TAREA PROPUESTA 1:
Di si cada afirmación coincide con el texto sobre el apocalipsis y responde sí o no, citando las palabras exactas del texto que lo deciden: (a) antes, las grandes calamidades se explicaban con creencias religiosas; (b) la versión laica de ese castigo usa una fraseología distinta; (c) en esa versión laica, el símbolo elegido es la codicia del capitalismo.

Apocalipsis

En el pasado, y es una costumbre no desaparecida del todo, la explicación urgente de las grandes calamidades (terremotos, maremotos, erupciones volcánicas, pestes) estaba vinculada a las creencias religiosas. Cuando ocurría algo realmente terrible, algo que evidenciaba nuestra condición de cucarachas bípedas a merced de cualquier catástrofe que desestabiliza la delgada superficie del planeta que habitamos, un horror indescriptible e indomable que acababa en pocos minutos con miles de vidas y con el esfuerzo de generaciones, es que habíamos disgustado a la divinidad, y recibíamos un atroz, pero justo castigo a nuestros miserables desafueros. Temblad, pecadores, porque todo verdor perecerá. En los últimos años se ha popularizado una suerte de versión laica de esta purga inmisericorde. Los protagonistas conceptuales son otros, pero el sentido de un pecado irredimible es el mismo y, lo más asombroso, la fraseología utilizada también. Es la propia Tierra la que nos castiga en esta ocasión, y nuestro pecado es el cambio climático y, por supuesto, los pecadores somos todos, pero puestos a elegir un símbolo, un símbolo que en parte nos exculpe y nos convierta también en víctimas propiciatorias, el símbolo es la codicia, la estupidez, la infinita maldad del capitalismo.

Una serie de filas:
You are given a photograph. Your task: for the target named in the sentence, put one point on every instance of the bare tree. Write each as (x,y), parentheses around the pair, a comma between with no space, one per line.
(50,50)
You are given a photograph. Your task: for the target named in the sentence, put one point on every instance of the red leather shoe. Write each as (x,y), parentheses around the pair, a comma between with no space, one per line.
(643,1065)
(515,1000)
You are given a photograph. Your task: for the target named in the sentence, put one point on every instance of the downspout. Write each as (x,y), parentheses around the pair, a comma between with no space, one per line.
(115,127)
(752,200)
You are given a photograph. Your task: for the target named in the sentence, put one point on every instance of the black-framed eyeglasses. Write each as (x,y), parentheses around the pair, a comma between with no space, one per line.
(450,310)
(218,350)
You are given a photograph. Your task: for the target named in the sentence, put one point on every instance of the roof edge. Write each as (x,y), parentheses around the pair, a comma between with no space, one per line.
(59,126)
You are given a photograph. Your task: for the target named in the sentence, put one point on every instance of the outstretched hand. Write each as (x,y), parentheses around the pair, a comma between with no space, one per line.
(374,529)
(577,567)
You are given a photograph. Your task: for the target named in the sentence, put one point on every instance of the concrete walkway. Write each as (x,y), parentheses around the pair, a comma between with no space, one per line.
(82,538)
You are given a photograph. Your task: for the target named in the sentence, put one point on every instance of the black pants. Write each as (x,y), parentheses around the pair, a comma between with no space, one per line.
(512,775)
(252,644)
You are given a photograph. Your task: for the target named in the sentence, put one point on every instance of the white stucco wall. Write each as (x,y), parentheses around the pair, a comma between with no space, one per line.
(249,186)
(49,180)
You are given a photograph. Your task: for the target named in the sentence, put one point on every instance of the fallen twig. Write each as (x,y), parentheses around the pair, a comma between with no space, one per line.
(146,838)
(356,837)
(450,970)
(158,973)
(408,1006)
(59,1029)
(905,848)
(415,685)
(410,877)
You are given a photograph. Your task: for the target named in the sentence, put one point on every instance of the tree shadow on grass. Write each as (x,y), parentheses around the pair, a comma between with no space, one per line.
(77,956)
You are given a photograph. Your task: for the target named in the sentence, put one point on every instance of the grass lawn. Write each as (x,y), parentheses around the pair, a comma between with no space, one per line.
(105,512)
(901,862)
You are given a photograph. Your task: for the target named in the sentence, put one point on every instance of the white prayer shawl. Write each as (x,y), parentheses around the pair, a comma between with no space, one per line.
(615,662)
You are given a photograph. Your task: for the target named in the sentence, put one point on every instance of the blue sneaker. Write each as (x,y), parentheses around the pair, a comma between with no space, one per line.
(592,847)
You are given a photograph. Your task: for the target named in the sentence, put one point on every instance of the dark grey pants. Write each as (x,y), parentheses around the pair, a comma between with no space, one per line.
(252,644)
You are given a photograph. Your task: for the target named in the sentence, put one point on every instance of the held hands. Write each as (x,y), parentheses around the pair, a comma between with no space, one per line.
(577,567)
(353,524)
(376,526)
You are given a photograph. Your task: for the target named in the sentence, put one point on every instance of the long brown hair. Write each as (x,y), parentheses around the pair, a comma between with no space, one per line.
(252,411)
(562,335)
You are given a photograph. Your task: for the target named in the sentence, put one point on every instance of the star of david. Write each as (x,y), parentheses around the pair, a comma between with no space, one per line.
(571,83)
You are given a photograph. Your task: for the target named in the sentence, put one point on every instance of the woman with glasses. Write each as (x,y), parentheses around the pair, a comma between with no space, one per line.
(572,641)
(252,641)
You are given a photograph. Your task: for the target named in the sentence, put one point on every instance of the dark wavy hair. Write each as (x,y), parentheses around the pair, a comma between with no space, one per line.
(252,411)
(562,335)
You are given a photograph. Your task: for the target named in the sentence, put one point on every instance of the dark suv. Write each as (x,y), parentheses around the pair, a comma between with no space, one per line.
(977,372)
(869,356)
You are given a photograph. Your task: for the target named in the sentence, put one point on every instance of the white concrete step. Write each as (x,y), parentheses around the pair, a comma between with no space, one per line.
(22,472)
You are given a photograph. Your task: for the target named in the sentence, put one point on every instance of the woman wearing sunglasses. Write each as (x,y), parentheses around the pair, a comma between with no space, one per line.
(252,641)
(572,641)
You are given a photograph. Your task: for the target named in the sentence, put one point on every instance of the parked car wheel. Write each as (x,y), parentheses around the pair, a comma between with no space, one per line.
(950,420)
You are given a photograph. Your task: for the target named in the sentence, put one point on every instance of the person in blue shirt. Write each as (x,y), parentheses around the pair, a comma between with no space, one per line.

TAREA PROPUESTA 2:
Indica cuántas líneas de las filas contienen la cadena "concrete", teniendo en cuenta mayúsculas y minúsculas. Responde solo con el número.

SOLUCIÓN 1:
(a) Sí: "la explicación urgente de las grandes calamidades (terremotos, maremotos, erupciones volcánicas, pestes) estaba vinculada a las creencias religiosas".
(b) No: "el sentido de un pecado irredimible es el mismo y, lo más asombroso, la fraseología utilizada también".
(c) Sí: "el símbolo es la codicia, la estupidez, la infinita maldad del capitalismo".

SOLUCIÓN 2:
2